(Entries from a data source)
____________

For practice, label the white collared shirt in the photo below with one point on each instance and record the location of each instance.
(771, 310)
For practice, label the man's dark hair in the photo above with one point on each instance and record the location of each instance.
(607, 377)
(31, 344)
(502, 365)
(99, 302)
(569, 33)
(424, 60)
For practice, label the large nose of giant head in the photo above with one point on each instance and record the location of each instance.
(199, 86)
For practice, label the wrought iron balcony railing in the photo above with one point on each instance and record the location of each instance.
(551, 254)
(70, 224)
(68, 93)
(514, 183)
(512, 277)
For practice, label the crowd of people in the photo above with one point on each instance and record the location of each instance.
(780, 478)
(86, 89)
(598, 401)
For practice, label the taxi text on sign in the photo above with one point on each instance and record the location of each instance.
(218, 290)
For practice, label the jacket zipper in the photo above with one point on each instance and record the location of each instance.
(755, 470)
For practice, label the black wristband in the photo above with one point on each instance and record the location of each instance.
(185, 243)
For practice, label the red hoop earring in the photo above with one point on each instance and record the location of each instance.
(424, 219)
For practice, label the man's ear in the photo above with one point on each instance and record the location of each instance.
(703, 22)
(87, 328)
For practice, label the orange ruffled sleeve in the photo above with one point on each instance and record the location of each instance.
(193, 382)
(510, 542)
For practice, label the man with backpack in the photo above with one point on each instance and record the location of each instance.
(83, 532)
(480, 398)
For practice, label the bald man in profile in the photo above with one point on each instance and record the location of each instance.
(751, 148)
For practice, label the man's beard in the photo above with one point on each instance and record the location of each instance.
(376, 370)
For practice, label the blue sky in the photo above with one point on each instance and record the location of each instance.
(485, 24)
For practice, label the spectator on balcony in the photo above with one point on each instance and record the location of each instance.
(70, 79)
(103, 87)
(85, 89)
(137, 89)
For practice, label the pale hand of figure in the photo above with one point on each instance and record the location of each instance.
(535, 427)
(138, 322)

____________

= What this task involves =
Convert every line of the material above into a numbered list and omit any blank lines.

= Solution to this problem =
1. For practice, label the white collared shirt in the photo below with one point on each instance and record the location of each instance.
2. (771, 310)
3. For practice, label the man's dark hair in the photo above with one point on each instance and record the location of each instance.
4. (607, 377)
5. (31, 344)
6. (502, 365)
7. (99, 302)
8. (569, 33)
9. (424, 60)
10. For practice, label the large nose of giant head in the photo above with one point on each instance and record the location of each instance.
11. (199, 86)
12. For practice, label the wrought iron balcony railing in the photo above with one point on each instance and record the location of each instance.
13. (551, 254)
14. (70, 224)
15. (68, 93)
16. (514, 183)
17. (512, 277)
18. For practice, label the crowd of people in the photo above with one point on each instance and record the location of each instance.
19. (780, 478)
20. (86, 89)
21. (598, 401)
22. For practice, label the taxi text on sign in the photo above with one point on each instance and record the location of each instance.
23. (218, 290)
24. For practice, label the jacket zipper in the photo above with one point on each instance and record the location of each instance.
25. (755, 470)
26. For practice, label the black wristband in the photo above with one point on each instance and record the location of each instance.
27. (185, 243)
28. For practice, label the red hoop earring in the photo above with one point on each instance and record the location of each instance.
29. (424, 219)
30. For practice, label the man's ear in the photo above with one point on each instance and record the location of each instance.
31. (703, 22)
32. (87, 328)
33. For practice, label the orange ruffled sleeve in the photo above with one point on each instance and record the location of each instance.
34. (193, 382)
35. (510, 542)
36. For practice, label the man with backpack in the photo above with one point on each instance and record the location of each instance.
37. (83, 532)
38. (480, 398)
39. For practice, label the bald man in profile in the photo above with one point on each instance and record the location of each instance.
40. (751, 148)
41. For practice, label the man's beard in the photo above with one point on each instance and record the location of each instance.
42. (376, 370)
43. For practice, label the blue sky in the photo above with one point on each instance and record the location of each instance.
44. (485, 24)
45. For practice, label the spectator on balcony in the photo above with one point on each instance and record the location of each instance.
46. (70, 79)
47. (103, 87)
48. (85, 89)
49. (137, 89)
50. For practice, label the pale hand of figure in the photo above with one point on each instance and record the location of each instance.
51. (535, 427)
52. (138, 322)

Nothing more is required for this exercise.